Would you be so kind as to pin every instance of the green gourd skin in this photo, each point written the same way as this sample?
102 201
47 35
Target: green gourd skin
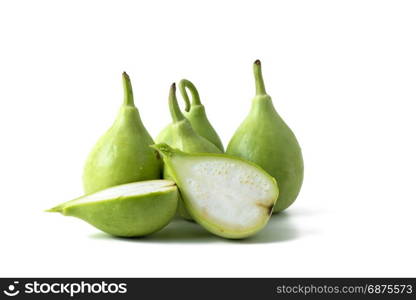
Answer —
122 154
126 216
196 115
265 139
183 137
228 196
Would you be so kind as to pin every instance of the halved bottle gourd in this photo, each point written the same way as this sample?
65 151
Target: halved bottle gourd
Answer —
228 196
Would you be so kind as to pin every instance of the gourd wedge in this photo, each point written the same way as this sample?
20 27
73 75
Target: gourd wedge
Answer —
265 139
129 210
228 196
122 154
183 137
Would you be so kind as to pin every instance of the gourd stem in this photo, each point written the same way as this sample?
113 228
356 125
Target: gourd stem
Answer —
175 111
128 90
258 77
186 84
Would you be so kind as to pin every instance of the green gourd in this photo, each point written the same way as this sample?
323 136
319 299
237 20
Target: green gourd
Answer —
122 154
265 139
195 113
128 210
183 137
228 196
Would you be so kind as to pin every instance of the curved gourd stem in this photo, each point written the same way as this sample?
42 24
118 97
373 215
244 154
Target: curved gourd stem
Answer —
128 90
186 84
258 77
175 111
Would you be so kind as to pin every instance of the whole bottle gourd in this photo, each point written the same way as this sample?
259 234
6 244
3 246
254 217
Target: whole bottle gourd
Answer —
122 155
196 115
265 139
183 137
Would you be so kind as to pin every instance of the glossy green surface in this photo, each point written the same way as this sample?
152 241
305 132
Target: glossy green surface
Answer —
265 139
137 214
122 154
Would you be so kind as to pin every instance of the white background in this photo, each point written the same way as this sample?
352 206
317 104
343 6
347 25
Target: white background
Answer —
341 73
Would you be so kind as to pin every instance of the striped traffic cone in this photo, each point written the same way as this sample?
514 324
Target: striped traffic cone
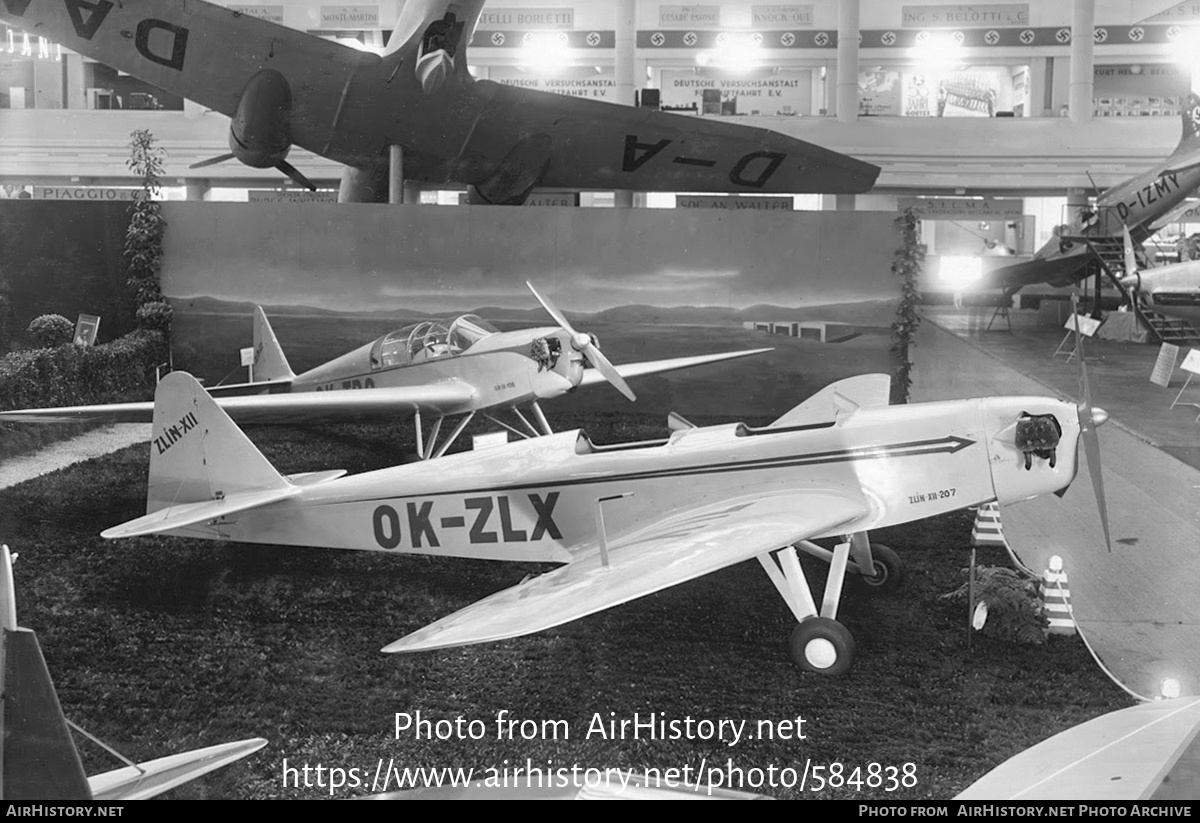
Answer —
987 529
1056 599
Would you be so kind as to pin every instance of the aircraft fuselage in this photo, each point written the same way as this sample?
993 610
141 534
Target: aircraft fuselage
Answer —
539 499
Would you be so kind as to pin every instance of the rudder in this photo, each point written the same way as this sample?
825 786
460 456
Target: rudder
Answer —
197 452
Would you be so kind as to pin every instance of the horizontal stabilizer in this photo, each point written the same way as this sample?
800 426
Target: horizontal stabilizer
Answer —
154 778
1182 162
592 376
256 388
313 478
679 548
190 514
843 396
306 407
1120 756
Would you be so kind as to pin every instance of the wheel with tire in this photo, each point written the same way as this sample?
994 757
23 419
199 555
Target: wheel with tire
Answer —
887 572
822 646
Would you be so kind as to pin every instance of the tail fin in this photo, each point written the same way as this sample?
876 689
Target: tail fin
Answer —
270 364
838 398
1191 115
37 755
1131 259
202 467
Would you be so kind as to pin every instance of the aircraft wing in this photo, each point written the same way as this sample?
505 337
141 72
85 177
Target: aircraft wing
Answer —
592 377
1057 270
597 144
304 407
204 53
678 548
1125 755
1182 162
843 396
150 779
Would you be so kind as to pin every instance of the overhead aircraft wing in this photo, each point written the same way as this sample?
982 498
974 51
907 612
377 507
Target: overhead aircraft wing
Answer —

What the task requires:
Please transcribe the entries exactly, omitting the images.

Completed exercise:
Would you be so kind as to pin every instance of the green gourd skin in this photo, each point written the same way as this sample?
102 201
47 35
Target: green gourd skin
Answer —
122 154
126 216
196 115
265 139
183 137
228 196
Would you be so kind as to pin every instance of the halved bottle gourd in this photo, each point written the same way as this sample?
65 151
Target: halved bottle gourd
Answer —
228 196
Would you be so kind as to pin every instance of the gourd wedge in this photo, each point written the same way as this sample?
20 27
73 75
Target: gourd wedge
Answer —
265 139
129 210
228 196
122 154
183 137
Would you be so kind as to pin every instance of the gourd stem in this photo, each point written the same way as this sample?
113 228
356 125
Target: gourd stem
Answer —
175 111
128 90
258 77
186 84
Would you be so kind as to pin every instance of the green gourd in this photo, each point written the same way as this sample?
323 136
319 299
237 20
Target: green gourd
Answer —
122 154
265 139
195 113
128 210
183 137
228 196
Would you be so kind as to pin every instance of the curved gourd stem in this photo, each point written the same way as this sample?
42 24
118 97
373 215
244 154
Target: curved gourd stem
Answer —
128 90
186 84
258 77
175 111
Would you be so kind as to pin every instance of the whole bottle gourd in this photo, each point written the same way as this sample?
259 234
6 244
3 246
254 217
Target: whole bottle gourd
Answer —
122 155
196 115
265 139
183 137
Would you be so kind as to pin every instance of the glossy green surface in this photo, each point written the same way as this sample?
152 241
305 132
Target: glossy green surface
Answer —
265 139
137 214
122 154
Would you be so kind as to pin every instance of the white background in this photo, each point written the same way as this sample?
352 206
317 104
343 6
347 25
Target: white background
Answer —
341 73
Would you be so kind as to pin every instance of the striped traffic cone in this photo, each point written the same way as this sample?
514 324
Target: striped traffic cone
Answer —
987 529
1056 599
Would you be so kind as to pin every instance of the aircraft fuselage in this photo, each point written the same way as this sample?
993 610
141 534
Target: aircraft fuselage
Answer —
539 499
Would you be so kind as to pin every instance of the rudder in this photo, each point written the same way as this sample?
825 786
460 456
Target: rudder
Answer —
197 452
Would you be so kind as to pin every instance of the horizontal stabilizer in this photo, each point written the same way as this sample?
800 426
Target: horizontal stabilizer
Answer —
154 778
1182 162
592 376
256 388
313 478
679 548
190 514
843 396
306 407
1120 756
Would you be so kind as to pin every instance of the wheel with tire in this photo, each point written the same way as this sample?
994 757
23 419
199 555
Target: wheel with tire
Answer —
887 572
822 646
Would you be so kind as to pin every instance of the tail fin in this photo, each point written the same way as this sample?
876 689
Target: tail fin
Answer —
270 364
838 398
1191 115
37 755
1131 259
202 467
Would you be so kind as to pin every instance of the aircraft wing in this photo, each point written the same way as this sample?
505 337
141 72
85 177
Target: aircraft wing
Answer —
592 377
1057 270
597 144
304 407
204 53
678 548
1125 755
1182 162
843 396
150 779
Would you be so kind as to pin every instance of the overhead aircraft wing in this photo, each point written the same way as this sample?
982 498
974 51
907 612
377 507
Target: overhead aircraft wing
Answer —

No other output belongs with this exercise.